### Written instruction
Rewrite the stretch of the paper summary from "Source: arXiv - 2512.01039v1" through "and privacy constraints.", substituting "diverse" for "heterogeneous".

Start of Reading text

[Paper] Joint Partitioning and Placement of Foundation Models for Real-Time Edge AI

Published: 5 days ago (November 30, 2025 at 02:16 PM EST)

4 min read

Source: arXiv

Source: arXiv - 2512.01039v1

Overview

The paper tackles a pressing problem for developers building AI‑powered services at the edge: how to run massive foundation models (e.g., large language or vision models) on a fleet of heterogeneous, bandwidth‑constrained devices that constantly change their compute and network conditions. Instead of fixing the model’s layer partitioning once at deployment time, the authors propose a runtime‑aware orchestration framework that jointly decides where each layer should run and how the model should be split, adapting on‑the‑fly to latency, utilization, and privacy constraints.

Key Contributions

Dynamic joint partition‑and‑placement formulation: Casts the problem as a constrained optimization that simultaneously selects layer assignments and physical locations, reacting to real‑time resource fluctuations.
Model‑aware capacity profiling: Introduces a lightweight profiling layer that continuously measures per‑device compute, memory, network bandwidth, and privacy‑related metrics.
Reactive graph re‑partitioning algorithm: A fast, near‑optimal heuristic that re‑splits the model graph when conditions change, avoiding costly full re‑optimizations.
Prototype implementation for 6G Multi‑Access Edge Computing (MEC): Demonstrates end‑to‑end integration with a realistic edge stack (container runtime, SD‑WAN, and secure enclaves).

End of Reading text
Start of Entries supplied

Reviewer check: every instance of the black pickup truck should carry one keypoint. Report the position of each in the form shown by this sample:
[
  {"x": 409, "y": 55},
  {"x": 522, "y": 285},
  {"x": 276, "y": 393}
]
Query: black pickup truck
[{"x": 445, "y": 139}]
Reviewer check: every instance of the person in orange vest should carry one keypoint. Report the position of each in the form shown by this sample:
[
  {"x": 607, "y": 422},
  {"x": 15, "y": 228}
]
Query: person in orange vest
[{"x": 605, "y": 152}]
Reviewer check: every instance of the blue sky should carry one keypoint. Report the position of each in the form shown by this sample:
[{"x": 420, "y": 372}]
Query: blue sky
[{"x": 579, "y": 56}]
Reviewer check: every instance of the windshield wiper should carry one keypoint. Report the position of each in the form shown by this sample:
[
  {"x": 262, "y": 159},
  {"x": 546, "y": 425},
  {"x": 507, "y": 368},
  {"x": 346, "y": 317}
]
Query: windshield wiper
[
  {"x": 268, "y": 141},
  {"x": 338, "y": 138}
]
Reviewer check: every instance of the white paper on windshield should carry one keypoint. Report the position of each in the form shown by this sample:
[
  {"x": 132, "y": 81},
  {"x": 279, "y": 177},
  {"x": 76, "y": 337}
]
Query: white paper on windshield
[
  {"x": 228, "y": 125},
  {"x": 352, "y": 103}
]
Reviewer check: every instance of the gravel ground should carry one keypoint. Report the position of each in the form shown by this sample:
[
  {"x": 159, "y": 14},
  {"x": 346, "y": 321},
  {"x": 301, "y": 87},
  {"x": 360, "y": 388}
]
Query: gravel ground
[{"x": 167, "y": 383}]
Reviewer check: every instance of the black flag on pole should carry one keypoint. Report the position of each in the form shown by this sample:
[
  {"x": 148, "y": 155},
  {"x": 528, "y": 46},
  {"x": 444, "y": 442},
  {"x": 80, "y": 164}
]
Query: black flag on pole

End of Entries supplied
Start of Entries supplied

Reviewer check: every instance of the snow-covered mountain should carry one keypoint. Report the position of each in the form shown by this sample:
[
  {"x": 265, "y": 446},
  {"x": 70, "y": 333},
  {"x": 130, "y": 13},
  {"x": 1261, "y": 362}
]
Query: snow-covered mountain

End of Entries supplied
Start of Entries supplied

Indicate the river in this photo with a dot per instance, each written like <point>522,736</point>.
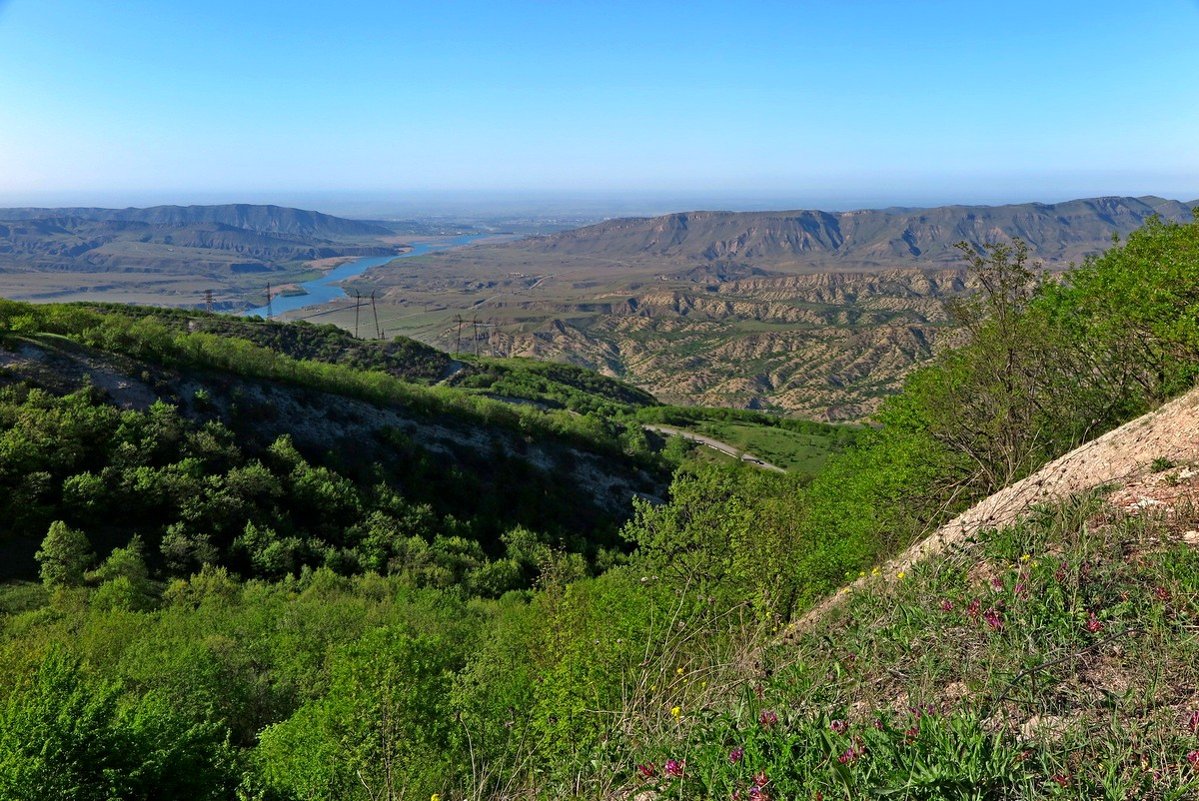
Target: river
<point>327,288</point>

End of Entries supplied

### Task solution
Source: arXiv - 2512.01039v1

Overview

The paper tackles a pressing problem for developers building AI‑powered services at the edge: how to run massive foundation models (e.g., large language or vision models) on a fleet of diverse, bandwidth‑constrained devices that constantly change their compute and network conditions. Instead of fixing the model’s layer partitioning once at deployment time, the authors propose a runtime‑aware orchestration framework that jointly decides where each layer should run and how the model should be split, adapting on‑the‑fly to latency, utilization, and privacy constraints.